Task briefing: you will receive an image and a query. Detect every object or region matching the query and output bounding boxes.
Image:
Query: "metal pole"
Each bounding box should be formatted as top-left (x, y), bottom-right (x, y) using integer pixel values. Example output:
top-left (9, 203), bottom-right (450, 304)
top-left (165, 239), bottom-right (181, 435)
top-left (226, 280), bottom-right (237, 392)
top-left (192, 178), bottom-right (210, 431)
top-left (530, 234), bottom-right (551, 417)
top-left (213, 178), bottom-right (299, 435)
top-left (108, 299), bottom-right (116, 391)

────

Swap "metal pole" for "steel post" and reproduce the rows with nothing else changed.

Task briefing: you will receive an image and a query. Detect every object or region matching the query and output bounding boxes.
Image:
Query: "steel post"
Each bounding box should be formatted as top-left (x, y), bottom-right (x, y) using integer pixel values. Example output:
top-left (9, 203), bottom-right (450, 304)
top-left (165, 239), bottom-right (181, 435)
top-left (226, 280), bottom-right (237, 392)
top-left (192, 178), bottom-right (210, 431)
top-left (530, 234), bottom-right (551, 417)
top-left (213, 178), bottom-right (299, 435)
top-left (108, 299), bottom-right (116, 391)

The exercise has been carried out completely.